- [Extract to read]
·····

Known as "Secret," the app allowed users to post anonymous messages within their contact groups about what was really on their minds, without being personally identified. It was apparently meant to be an innovative way to open up new lines of anonymous communication, which is typically when individuals are the most honest.

But some Secret users were apparently bullying others through the app, and a lawsuit filed in Brazil resulted in a preliminary injunction in which the app was removed from all the popular smartphone app stores. Not long after this hearing, the app's creators tried to add new privacy tools disallowing users from posting photos taken before the app was installed, as well as a new screening process -- but this apparently wasn't enough.

"This has been the hardest decision of my life and one that saddens me deeply," wrote David Byttow, one of the minds behind the Secret project, in a recent blog post on Medium announcing the app's gradual phase-out. "I believe in honest, open communication and creative expression, and anonymity is a great device to achieve it. But it's also the ultimate double-edged sword, which must be wielded with great respect and care."

Wikipedia bullies editors who hold unpopular views that contradict the establishment narrative

Despite having faced vigorous competition from rival apps like YikYak and Whisper, which have similar functionalities, Secret had gained a considerable following and was estimated to have been worth about $100 million. And the investors who funded the project will reportedly be given their money back, as Byttow believes this is the most appropriate way to deal with the situation.

"Secret, Inc. still has a significant amount of invested capital, but our investors funded the team and the product, and I believe the right thing to do is to return the money rather than attempt to pivot," explained Byttow. "Innovation requires failure, and I believe in failing fast in order to go on and make only new and different mistakes."

·····

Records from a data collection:
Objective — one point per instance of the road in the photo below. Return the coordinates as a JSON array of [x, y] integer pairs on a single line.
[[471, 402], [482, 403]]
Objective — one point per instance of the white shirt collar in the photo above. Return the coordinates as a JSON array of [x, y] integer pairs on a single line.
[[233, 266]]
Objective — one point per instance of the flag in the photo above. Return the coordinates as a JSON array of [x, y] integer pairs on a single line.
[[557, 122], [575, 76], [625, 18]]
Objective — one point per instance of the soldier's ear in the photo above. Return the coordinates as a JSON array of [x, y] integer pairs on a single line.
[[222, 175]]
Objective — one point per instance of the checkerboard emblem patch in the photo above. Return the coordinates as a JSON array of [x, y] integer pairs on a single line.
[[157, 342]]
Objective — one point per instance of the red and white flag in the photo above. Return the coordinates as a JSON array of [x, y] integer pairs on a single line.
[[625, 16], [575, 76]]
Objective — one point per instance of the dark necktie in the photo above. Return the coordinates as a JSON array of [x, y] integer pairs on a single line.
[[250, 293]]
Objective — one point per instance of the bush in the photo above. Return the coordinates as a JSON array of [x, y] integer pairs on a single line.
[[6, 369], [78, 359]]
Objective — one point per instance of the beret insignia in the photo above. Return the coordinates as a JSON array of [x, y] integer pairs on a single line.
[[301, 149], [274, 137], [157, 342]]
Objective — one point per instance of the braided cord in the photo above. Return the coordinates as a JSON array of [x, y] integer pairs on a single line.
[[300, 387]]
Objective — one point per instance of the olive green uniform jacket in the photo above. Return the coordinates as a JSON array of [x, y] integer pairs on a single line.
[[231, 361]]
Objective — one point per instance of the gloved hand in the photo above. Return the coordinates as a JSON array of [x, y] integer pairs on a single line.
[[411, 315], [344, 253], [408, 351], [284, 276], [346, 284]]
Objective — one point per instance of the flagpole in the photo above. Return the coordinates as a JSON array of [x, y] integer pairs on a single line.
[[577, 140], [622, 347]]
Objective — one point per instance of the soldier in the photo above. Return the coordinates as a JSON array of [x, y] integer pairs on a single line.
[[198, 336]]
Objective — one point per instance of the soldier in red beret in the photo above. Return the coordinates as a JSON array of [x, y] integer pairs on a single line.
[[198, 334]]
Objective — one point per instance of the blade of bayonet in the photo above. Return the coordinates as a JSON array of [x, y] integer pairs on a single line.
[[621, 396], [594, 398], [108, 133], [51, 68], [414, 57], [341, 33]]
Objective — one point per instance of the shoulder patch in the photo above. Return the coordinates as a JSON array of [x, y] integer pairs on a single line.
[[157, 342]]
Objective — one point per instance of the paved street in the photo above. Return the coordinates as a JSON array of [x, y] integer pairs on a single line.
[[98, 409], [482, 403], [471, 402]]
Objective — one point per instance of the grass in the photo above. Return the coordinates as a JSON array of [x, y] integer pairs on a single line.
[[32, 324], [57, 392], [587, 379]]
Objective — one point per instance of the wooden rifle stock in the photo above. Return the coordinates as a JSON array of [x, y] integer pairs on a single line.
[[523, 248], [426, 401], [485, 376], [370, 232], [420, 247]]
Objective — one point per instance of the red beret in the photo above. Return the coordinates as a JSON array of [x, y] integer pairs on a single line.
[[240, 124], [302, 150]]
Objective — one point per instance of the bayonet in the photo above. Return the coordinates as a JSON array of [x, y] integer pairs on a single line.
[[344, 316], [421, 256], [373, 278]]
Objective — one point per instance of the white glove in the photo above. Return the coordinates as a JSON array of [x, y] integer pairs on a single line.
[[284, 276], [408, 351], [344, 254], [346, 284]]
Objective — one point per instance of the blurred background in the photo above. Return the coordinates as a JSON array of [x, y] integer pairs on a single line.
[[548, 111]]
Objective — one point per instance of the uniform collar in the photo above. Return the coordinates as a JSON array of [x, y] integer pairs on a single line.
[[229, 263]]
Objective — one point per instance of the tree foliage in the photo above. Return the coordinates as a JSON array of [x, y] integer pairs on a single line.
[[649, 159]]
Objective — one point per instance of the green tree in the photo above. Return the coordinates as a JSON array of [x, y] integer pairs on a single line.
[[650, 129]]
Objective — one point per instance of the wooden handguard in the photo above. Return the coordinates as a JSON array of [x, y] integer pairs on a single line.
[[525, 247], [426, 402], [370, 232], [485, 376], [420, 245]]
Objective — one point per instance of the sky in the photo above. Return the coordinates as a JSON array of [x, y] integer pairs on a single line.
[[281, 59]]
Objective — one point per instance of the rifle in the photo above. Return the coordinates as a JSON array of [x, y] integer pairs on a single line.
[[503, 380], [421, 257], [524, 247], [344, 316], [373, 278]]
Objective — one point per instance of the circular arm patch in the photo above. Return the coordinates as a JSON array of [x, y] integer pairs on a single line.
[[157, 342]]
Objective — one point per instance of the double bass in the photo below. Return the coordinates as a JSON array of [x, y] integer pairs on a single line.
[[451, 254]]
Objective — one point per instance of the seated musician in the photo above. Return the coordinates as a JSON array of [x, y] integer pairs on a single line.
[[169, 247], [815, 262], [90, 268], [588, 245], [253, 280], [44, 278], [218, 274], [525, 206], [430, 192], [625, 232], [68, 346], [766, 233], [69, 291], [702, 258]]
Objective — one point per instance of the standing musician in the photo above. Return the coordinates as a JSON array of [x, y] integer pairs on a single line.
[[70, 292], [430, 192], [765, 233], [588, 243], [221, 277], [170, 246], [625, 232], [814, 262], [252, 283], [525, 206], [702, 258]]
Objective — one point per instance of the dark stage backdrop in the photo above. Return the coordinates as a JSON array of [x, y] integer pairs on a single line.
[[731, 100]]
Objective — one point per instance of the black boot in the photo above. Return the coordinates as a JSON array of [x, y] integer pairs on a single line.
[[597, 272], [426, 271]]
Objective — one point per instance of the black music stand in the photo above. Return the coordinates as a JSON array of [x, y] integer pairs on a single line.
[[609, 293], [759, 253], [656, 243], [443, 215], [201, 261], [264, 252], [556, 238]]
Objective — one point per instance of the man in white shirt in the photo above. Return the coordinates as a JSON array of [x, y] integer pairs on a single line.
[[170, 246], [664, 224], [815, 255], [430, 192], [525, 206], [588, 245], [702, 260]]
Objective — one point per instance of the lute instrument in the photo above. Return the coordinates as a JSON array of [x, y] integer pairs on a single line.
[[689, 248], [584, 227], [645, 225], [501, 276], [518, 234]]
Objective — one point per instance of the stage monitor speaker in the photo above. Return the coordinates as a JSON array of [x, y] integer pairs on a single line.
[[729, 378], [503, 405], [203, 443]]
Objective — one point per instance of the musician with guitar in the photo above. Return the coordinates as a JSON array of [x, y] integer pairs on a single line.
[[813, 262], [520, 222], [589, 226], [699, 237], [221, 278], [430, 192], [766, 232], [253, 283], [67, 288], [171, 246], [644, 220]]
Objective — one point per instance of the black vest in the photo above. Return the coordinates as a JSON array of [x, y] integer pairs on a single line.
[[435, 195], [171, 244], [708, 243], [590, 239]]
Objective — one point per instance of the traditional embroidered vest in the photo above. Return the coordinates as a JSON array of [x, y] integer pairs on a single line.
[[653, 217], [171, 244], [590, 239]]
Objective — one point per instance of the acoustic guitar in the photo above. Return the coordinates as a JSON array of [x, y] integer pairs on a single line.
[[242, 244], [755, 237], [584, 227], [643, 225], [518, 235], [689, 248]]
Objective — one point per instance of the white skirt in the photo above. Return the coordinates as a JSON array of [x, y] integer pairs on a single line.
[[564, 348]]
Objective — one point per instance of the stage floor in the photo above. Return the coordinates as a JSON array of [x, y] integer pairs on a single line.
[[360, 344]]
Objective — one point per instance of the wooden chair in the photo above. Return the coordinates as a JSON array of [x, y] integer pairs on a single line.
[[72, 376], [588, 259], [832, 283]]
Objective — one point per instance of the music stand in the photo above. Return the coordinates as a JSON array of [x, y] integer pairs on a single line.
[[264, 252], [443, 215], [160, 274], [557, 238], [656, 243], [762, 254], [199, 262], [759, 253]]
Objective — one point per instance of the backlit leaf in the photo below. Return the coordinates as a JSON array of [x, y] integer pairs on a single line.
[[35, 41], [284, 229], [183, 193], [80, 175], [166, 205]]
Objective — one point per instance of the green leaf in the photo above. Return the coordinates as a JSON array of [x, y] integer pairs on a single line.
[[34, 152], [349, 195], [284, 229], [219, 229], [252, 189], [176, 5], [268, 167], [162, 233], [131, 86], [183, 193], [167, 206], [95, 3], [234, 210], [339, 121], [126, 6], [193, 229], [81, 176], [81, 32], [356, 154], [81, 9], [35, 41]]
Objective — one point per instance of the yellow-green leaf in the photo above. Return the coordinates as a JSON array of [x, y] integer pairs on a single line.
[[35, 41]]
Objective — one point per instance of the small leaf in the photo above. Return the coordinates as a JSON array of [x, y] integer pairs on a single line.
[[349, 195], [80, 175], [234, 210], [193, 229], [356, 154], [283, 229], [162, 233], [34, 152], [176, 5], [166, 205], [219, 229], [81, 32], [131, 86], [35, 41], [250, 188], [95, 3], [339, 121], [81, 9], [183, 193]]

·····

- [Required action 1]
Based on the article about the Secret app, decide whether each statement agrees with it. Answer yes or no, and quote the words from the article that decide it.
(a) The lawsuit that led to a preliminary injunction was filed in Brazil.
(b) Secret was estimated to have been worth about $10 million.
(c) The investors who funded Secret will reportedly be given their money back.
- [Required action 2]
According to the article about the Secret app, where did David Byttow announce the app's gradual phase-out?
- [Required action 3]
Pick up the article on the Secret app after its final sentence and continue it.

- [Written reply 1]
(a) Yes: "a lawsuit filed in Brazil resulted in a preliminary injunction"
(b) No: "was estimated to have been worth about $100 million"
(c) Yes: "the investors who funded the project will reportedly be given their money back"

- [Written reply 2]
In a recent blog post on Medium.

- [Written reply 3]
You can read Byttow's full announcement here:

This is an honorable move, and something that the popular website Wikipedia might also want to consider, as it, too, is often used as a bullying platform. Wikipedia page entries that deal with "alternative" medicine, chiropractic and other topics that the establishment abhors are routinely vandalized and used to deceive and misinform rather than impart unbiased knowledge.

Wikipedia editors who hold unpopular views on other sensitive subjects such as 9/11 truth and the Israeli/Palestinian conflict, for instance, are also routinely bullied and even banned from the site. One man by the name of Rome Viharo tells his story about being bullied by Wikipedia in a report published at Sott.net, explaining the following:

"Harassment and bullying may be a disruptive annoyance on Facebook or discussion forums, but in an online collaborative environment its [sic] poisonous to consensus building," wrote Viharo, noting how his unpopular editorial contributions to Wikipedia resulted in his malicious branding as a "fringe" promoter, a conspiracy theorist, a charlatan for "pseudoscience" and an internet troll with "an anti-social personality disorder."